*The task*. If a line in the entries contains the word "order", list it.

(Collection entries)
============
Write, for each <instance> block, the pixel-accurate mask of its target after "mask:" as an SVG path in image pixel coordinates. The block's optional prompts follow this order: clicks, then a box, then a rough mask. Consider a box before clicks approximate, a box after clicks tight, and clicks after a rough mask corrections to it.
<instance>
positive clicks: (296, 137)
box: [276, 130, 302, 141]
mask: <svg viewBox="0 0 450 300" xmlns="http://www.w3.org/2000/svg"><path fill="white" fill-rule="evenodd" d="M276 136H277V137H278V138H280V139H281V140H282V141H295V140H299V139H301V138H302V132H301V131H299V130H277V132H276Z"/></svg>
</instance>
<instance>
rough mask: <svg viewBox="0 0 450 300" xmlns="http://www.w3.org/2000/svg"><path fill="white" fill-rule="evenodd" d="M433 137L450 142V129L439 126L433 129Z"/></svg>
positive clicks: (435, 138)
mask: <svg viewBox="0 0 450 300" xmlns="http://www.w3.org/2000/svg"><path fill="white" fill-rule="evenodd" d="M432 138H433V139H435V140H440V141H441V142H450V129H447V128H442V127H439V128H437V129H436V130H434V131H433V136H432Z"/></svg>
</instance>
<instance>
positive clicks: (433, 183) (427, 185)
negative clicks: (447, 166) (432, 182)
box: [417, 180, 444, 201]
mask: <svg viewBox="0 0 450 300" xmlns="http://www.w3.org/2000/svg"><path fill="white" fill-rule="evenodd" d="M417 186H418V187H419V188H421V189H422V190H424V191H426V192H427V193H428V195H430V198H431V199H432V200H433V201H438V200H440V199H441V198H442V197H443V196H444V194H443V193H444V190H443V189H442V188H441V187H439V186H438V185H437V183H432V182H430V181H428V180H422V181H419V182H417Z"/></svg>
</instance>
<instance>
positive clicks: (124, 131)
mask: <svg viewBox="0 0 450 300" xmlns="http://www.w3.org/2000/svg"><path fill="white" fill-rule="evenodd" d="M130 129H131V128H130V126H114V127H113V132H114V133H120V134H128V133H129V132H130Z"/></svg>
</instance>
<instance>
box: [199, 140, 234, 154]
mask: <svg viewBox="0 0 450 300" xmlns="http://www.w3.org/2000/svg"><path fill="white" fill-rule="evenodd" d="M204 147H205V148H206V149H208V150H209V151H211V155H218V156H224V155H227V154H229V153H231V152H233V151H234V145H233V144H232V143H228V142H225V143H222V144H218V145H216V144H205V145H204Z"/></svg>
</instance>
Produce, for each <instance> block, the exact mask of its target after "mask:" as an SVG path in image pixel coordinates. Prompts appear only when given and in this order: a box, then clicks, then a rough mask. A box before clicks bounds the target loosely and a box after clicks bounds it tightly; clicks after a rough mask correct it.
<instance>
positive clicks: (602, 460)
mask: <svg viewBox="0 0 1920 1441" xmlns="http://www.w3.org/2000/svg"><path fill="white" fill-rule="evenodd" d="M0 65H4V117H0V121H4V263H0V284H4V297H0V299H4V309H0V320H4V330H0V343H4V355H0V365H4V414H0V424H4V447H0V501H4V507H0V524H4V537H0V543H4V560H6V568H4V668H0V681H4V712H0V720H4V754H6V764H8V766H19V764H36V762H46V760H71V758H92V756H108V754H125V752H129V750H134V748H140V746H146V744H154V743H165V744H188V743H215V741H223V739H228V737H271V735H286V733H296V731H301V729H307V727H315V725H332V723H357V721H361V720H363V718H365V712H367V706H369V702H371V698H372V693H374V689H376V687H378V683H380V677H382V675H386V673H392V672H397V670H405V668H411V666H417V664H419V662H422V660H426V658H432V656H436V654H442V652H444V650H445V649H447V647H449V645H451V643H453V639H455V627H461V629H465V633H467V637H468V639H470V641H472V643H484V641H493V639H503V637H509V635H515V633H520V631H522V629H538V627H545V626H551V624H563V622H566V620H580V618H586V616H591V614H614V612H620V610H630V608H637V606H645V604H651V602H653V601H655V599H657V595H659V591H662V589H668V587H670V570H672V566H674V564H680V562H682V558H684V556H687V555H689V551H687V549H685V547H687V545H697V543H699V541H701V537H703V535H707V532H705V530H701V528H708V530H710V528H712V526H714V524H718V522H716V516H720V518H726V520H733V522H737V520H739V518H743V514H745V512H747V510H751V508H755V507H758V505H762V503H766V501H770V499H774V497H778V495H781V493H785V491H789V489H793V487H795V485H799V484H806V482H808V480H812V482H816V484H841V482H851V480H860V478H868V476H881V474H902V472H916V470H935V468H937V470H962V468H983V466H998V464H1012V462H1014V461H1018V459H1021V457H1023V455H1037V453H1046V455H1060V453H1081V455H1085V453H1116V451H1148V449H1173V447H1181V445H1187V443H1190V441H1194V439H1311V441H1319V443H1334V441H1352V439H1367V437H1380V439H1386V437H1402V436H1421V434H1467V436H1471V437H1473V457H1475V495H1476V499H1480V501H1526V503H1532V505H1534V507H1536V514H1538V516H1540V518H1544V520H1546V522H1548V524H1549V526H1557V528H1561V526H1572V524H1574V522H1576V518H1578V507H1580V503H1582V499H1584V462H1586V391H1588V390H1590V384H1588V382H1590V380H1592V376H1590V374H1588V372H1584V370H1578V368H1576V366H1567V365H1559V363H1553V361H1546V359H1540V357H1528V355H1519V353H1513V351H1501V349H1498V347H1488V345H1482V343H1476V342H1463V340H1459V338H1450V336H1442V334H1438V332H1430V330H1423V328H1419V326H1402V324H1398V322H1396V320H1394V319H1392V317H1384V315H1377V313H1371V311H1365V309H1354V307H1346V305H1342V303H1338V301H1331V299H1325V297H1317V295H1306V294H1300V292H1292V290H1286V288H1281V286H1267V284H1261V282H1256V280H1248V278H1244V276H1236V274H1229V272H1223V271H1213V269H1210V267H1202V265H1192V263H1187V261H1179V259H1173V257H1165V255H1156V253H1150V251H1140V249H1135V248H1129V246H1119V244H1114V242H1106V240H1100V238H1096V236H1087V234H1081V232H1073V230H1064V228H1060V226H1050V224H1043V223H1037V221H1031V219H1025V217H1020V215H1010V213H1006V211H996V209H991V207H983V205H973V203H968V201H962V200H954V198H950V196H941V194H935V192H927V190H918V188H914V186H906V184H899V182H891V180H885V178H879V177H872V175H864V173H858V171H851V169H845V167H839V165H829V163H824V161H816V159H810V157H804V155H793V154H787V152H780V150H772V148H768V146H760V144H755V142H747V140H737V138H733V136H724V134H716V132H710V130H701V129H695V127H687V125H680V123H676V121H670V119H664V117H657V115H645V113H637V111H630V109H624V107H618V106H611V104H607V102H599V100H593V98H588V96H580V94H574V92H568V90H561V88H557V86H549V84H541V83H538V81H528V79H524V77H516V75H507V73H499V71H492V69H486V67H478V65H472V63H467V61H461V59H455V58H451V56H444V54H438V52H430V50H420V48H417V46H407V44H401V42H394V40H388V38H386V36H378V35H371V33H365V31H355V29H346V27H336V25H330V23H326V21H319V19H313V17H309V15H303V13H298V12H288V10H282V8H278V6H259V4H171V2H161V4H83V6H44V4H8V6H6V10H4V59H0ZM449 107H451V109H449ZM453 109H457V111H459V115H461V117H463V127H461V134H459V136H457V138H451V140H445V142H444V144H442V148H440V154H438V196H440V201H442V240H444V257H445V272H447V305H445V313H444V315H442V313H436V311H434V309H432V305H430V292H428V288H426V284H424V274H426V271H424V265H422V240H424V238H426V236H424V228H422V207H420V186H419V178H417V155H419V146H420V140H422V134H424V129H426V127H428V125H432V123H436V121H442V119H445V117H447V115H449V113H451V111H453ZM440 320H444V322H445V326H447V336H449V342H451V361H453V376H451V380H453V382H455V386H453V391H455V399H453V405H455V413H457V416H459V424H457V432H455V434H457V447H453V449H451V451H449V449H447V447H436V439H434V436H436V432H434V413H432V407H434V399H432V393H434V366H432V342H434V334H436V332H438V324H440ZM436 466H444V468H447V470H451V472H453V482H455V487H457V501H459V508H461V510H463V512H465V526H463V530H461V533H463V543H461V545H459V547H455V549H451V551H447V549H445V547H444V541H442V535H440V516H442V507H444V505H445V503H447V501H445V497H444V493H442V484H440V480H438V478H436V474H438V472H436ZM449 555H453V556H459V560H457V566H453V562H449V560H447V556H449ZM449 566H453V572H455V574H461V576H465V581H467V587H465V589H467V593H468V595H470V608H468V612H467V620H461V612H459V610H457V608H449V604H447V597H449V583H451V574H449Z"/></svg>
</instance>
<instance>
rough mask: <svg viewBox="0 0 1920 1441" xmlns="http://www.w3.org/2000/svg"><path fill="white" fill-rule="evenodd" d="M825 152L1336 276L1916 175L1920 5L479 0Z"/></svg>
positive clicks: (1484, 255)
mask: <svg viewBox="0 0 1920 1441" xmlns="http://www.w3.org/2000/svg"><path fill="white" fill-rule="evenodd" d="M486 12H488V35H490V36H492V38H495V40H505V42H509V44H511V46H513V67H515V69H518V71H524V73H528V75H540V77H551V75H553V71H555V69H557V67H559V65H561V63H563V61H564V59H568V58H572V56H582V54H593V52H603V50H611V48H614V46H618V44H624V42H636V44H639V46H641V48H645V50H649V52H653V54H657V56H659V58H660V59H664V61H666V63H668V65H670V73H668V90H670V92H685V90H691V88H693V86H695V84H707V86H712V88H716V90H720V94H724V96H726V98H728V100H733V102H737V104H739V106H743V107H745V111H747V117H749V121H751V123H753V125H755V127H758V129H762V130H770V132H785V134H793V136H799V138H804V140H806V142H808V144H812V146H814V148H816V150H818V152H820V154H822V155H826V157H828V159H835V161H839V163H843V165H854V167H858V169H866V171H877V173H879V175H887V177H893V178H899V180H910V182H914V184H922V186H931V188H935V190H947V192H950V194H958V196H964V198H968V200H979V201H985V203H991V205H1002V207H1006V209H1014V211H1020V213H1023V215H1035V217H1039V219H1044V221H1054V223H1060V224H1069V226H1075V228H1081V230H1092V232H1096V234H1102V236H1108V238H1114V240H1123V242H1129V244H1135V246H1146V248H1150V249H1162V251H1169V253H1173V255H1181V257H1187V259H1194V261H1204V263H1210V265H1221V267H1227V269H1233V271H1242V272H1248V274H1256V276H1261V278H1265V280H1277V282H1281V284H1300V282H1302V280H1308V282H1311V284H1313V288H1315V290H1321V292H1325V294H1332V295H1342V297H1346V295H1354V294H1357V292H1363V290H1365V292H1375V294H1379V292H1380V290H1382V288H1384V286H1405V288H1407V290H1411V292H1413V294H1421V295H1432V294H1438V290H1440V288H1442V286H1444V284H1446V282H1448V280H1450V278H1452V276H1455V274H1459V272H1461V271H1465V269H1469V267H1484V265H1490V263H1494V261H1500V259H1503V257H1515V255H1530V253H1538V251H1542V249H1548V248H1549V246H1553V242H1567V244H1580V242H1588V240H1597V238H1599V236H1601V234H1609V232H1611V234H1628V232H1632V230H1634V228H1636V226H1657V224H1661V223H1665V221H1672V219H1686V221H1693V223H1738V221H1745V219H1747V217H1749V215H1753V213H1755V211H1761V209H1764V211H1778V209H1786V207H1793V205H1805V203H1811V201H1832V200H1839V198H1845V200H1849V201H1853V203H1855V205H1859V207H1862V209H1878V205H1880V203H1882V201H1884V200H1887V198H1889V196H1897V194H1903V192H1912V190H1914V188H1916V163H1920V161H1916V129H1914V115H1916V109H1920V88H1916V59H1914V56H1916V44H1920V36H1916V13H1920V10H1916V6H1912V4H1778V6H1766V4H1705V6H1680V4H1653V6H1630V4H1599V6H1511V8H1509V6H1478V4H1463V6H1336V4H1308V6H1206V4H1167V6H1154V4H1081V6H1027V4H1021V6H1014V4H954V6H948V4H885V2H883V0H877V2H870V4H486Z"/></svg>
============
*Response to the exercise*.
Write, for each <instance> block, the pixel-accurate mask of its target after "mask:" as an SVG path in image pixel coordinates. The block's optional prompts follow this order: clicks, then a box, then a rough mask. Consider a box before clicks approximate, a box after clicks tight, and clicks after a rough mask corrections to it.
Produce, for each <instance> block, the exact mask of its target after "mask:" as an SVG path in image pixel coordinates. Prompts appear only when given and in this order: a box, then clicks, then a rough mask. A box before clicks bounds the target loosely and a box after clicks bounds it tightly; clicks after a rough mask correct it.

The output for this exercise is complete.